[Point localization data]
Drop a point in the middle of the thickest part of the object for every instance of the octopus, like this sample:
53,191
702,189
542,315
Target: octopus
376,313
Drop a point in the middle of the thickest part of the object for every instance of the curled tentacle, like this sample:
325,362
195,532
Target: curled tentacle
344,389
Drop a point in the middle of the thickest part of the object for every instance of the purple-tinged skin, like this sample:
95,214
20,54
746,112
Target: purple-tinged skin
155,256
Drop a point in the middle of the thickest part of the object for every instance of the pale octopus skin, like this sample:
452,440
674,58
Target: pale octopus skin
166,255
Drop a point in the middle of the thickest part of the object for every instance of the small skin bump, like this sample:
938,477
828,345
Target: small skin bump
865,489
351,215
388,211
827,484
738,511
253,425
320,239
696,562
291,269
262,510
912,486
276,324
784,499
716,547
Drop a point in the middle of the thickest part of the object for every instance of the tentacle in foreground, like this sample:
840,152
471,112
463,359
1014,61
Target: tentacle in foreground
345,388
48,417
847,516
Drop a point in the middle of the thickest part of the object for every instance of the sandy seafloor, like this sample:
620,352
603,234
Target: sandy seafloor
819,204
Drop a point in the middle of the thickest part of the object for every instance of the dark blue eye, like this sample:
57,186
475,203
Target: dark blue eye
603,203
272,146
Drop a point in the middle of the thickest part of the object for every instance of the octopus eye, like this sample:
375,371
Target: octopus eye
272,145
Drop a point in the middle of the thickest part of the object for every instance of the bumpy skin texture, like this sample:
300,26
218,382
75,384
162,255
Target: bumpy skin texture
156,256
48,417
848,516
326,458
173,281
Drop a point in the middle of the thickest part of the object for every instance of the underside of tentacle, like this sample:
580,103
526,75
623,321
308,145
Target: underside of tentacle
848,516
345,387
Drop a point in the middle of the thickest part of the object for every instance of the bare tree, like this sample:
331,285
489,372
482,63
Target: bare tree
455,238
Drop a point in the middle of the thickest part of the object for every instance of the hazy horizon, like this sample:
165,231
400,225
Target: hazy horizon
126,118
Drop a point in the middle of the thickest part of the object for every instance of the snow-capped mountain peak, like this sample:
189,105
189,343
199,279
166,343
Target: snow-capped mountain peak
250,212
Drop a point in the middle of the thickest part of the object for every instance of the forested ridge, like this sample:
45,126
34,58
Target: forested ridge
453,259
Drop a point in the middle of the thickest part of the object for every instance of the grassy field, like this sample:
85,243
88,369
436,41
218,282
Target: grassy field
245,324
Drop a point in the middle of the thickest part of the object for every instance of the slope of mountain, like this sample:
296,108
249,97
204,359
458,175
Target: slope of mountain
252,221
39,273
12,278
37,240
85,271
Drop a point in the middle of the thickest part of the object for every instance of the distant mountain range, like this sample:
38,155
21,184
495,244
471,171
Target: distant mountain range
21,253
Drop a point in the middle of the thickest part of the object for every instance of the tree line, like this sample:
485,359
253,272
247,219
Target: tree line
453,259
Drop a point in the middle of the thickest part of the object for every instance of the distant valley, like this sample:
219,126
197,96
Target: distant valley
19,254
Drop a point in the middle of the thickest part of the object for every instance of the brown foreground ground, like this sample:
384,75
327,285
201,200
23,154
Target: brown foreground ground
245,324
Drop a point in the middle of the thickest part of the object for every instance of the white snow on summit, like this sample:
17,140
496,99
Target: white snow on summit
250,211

### TASK STATEMENT
Copy out each line of the data exactly.

### YOUR RESPONSE
Drop a point in the middle of the thickest part of the object for every instance of the octopus, like this sample:
53,191
702,189
542,315
Target: octopus
376,313
Drop a point in the middle of the thickest part of the object for every instance of the curled tentacle, like this sample:
325,362
195,532
Target: curled tentacle
344,389
Drop a point in the middle of the thickest part of the object for every instance of the purple-tinged skin, like this sample:
95,214
20,54
746,112
Target: purple-tinged skin
155,256
Drop a point in the middle of the thickest part of the object for every instance of the pale octopus skin, like this sample:
452,440
674,58
Target: pale octopus skin
166,255
Drop a point in the middle of the thickest part of the object for every instance of the small skin bump, like this sample:
938,477
828,345
Target: small skin bump
865,489
351,215
388,211
827,484
738,511
253,425
320,239
696,562
291,269
262,510
912,486
276,324
784,499
716,547
Drop a point in the middle of the thickest part of the object for every instance of the tentacle in foreground, like this sample:
840,152
471,112
463,359
1014,61
Target: tentacle in foreground
345,388
48,417
847,516
Drop a point in the middle of the thickest part of the object for every instance of the sandy seafloor, like this sample:
620,352
603,234
Target: sandy seafloor
819,204
Drop a point in the middle of the thickest part of the object for every instance of the dark blue eye, like this sample:
57,186
475,203
Target: dark blue eye
603,203
272,146
Drop a point in the middle of the thickest part of the object for every instance of the octopus eye, like this sample:
375,371
Target: octopus eye
272,145
Drop a point in the middle of the thickest part of the object for every instance of the bumpy skin texture, like this sample:
300,26
218,382
75,384
162,255
Target: bumpy skin texture
156,256
48,417
848,516
326,458
173,281
Drop a point in the middle of the thickest part of the object for every instance of the underside of tentacle, like this sample:
580,103
526,75
623,321
308,145
Target: underside of tentacle
848,516
345,387
Drop a point in the middle of the thickest part of the object for every instance of the bare tree, like this sample:
331,285
489,372
482,63
Target: bare tree
455,238
Drop a point in the middle of the thickest part of the object for every instance of the hazy horizon, like this sample:
165,231
400,225
Target: hazy horizon
126,118
Drop a point in the middle of the thickest part of the object for every instance of the snow-capped mountain peak, like this sample:
189,105
189,343
199,279
166,343
Target: snow-capped mountain peak
250,212
Drop a point in the middle of the thickest part of the object for every instance of the forested ridge, like this sample:
45,126
34,58
Target: forested ridge
453,259
Drop a point in the middle of the thickest part of the object for every instance of the grassy field, like this sample:
85,243
88,369
436,41
218,282
Target: grassy field
245,324
Drop a point in the middle of the thickest part of the object for every instance of the slope of mountain, like this sample:
296,108
249,97
204,359
458,175
Target: slope of mountain
252,221
39,273
12,278
37,240
85,271
Drop a point in the middle of the thickest part of the object for every instance of the distant mountain range, like this sample:
38,155
21,184
495,244
471,171
Target: distant mountain range
21,253
Drop a point in the middle of the thickest part of the object for every instance of the tree line, like this sample:
485,359
253,272
247,219
Target: tree line
453,259
Drop a point in the middle of the thickest part of the object for every instance of the distant valley, like this sample:
219,126
197,96
Target: distant valley
19,254
Drop a point in the middle of the thickest part of the object for every instance of the brown foreground ground, like this sample:
384,75
327,285
201,200
23,154
Target: brown foreground ground
245,324
Drop a point in the middle of the thickest part of the object for every instance of the white snow on summit, like this sample:
17,140
496,99
Target: white snow on summit
250,211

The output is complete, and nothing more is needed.